(Data entries)
──────

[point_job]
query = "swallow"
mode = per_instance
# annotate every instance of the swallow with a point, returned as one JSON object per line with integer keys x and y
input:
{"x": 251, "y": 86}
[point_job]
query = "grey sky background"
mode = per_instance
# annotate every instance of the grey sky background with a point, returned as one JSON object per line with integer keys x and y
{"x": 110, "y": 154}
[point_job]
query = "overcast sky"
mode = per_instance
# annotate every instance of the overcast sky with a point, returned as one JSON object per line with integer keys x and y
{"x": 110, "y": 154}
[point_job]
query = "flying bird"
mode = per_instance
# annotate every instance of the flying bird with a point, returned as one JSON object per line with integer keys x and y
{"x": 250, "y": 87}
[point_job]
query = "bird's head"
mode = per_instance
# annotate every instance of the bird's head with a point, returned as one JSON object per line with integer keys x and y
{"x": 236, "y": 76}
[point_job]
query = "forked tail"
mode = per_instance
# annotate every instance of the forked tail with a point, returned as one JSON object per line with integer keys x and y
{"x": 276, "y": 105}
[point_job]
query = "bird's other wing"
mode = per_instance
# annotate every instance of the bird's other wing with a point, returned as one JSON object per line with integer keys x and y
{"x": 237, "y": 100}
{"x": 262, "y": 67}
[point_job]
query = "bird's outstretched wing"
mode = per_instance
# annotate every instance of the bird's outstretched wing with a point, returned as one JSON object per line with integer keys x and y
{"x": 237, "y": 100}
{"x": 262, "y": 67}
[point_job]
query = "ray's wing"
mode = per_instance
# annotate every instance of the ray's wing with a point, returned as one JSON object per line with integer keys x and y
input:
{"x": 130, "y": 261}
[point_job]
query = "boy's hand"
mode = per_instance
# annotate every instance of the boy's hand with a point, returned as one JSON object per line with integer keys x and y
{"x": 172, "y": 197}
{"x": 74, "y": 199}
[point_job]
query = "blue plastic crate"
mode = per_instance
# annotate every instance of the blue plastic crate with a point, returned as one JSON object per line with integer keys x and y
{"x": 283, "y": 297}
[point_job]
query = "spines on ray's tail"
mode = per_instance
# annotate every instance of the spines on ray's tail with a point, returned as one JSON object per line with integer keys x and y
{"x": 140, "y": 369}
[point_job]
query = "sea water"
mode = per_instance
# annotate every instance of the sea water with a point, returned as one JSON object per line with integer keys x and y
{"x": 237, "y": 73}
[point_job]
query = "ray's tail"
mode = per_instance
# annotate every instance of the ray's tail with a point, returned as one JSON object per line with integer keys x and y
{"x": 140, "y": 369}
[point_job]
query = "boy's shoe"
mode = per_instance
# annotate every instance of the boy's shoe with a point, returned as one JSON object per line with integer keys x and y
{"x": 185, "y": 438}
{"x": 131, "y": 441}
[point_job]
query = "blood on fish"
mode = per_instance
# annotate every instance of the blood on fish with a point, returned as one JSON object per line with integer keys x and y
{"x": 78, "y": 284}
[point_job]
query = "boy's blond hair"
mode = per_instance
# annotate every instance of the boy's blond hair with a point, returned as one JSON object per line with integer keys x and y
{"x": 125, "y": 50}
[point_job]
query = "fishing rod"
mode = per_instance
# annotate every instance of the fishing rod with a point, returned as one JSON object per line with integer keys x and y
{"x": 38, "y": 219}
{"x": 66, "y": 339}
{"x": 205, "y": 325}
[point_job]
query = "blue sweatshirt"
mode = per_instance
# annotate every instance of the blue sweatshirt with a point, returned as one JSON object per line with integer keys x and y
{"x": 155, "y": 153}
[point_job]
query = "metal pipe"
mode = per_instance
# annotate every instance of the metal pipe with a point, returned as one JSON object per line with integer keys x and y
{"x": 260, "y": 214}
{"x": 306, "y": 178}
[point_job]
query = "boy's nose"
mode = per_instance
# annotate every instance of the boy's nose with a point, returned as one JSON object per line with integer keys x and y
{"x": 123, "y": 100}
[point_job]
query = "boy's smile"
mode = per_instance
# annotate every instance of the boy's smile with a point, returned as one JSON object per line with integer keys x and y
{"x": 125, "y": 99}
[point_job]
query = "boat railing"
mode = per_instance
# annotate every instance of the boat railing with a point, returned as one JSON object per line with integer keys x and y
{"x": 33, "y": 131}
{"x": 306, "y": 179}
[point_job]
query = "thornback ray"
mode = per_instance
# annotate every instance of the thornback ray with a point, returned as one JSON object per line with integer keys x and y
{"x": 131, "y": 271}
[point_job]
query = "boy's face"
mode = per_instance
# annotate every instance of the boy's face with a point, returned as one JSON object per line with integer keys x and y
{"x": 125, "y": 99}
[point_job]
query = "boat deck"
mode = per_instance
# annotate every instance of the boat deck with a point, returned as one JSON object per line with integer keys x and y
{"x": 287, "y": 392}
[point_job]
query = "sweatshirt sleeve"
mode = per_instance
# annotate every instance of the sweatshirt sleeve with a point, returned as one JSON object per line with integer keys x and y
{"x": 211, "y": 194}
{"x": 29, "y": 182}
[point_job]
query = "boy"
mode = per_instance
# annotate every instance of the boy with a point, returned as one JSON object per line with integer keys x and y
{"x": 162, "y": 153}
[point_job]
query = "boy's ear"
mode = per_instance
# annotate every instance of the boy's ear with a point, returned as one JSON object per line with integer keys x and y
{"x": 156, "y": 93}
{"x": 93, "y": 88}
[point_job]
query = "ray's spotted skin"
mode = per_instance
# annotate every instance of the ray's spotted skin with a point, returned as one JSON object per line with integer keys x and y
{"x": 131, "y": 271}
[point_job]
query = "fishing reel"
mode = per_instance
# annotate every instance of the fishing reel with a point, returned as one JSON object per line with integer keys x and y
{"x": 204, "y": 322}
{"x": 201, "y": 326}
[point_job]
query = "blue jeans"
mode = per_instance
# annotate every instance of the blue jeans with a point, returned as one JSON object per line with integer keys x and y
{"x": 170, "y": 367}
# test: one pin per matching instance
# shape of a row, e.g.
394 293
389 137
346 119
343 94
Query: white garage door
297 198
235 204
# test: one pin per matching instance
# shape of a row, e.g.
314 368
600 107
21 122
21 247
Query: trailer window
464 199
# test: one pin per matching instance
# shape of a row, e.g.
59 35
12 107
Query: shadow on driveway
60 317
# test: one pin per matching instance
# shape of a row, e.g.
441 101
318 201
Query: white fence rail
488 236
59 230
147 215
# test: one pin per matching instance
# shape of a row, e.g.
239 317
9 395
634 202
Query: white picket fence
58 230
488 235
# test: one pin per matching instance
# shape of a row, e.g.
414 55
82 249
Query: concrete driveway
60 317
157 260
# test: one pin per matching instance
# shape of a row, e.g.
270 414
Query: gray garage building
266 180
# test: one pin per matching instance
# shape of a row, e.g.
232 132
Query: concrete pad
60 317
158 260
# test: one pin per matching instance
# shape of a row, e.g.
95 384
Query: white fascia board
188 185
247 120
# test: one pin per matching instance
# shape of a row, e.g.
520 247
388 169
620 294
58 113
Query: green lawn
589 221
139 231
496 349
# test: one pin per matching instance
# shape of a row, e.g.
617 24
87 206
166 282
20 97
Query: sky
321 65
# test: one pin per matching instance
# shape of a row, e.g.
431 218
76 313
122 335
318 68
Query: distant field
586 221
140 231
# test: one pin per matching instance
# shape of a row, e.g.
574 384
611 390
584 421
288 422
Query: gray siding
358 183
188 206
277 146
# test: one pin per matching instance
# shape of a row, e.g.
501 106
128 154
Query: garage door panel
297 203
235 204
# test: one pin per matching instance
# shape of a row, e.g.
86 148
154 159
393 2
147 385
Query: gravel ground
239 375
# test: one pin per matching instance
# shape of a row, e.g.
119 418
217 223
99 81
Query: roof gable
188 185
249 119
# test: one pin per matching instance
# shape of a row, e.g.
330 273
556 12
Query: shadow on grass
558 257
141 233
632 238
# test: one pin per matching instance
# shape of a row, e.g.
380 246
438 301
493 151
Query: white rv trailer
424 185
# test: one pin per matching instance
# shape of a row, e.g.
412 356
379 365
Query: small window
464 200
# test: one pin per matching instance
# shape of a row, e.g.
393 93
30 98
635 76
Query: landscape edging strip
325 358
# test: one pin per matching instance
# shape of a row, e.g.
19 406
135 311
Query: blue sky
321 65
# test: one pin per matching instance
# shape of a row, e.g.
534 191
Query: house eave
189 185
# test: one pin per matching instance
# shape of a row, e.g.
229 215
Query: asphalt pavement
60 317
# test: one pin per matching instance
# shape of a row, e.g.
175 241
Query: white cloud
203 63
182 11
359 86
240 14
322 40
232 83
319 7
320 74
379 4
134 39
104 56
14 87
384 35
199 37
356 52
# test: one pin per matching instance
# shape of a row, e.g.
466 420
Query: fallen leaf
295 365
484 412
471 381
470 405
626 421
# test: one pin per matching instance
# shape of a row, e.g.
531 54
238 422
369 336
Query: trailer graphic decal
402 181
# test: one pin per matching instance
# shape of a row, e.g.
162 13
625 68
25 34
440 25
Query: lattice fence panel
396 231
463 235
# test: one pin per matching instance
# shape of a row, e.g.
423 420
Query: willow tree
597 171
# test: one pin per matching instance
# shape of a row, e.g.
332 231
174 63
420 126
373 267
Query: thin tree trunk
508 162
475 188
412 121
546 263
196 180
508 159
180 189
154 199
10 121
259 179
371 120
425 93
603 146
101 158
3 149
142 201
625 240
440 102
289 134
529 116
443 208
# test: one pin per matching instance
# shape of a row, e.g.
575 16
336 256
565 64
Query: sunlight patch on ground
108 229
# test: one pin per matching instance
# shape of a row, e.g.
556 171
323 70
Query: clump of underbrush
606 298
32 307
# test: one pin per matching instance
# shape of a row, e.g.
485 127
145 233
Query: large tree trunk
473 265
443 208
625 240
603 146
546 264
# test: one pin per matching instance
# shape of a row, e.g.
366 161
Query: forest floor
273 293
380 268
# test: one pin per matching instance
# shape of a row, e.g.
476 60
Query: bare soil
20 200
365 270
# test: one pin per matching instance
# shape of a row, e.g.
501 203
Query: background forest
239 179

──────

# [Written request]
How many lines of the records above contain the string "blood"? Give only the number.

# [Output for this task]
2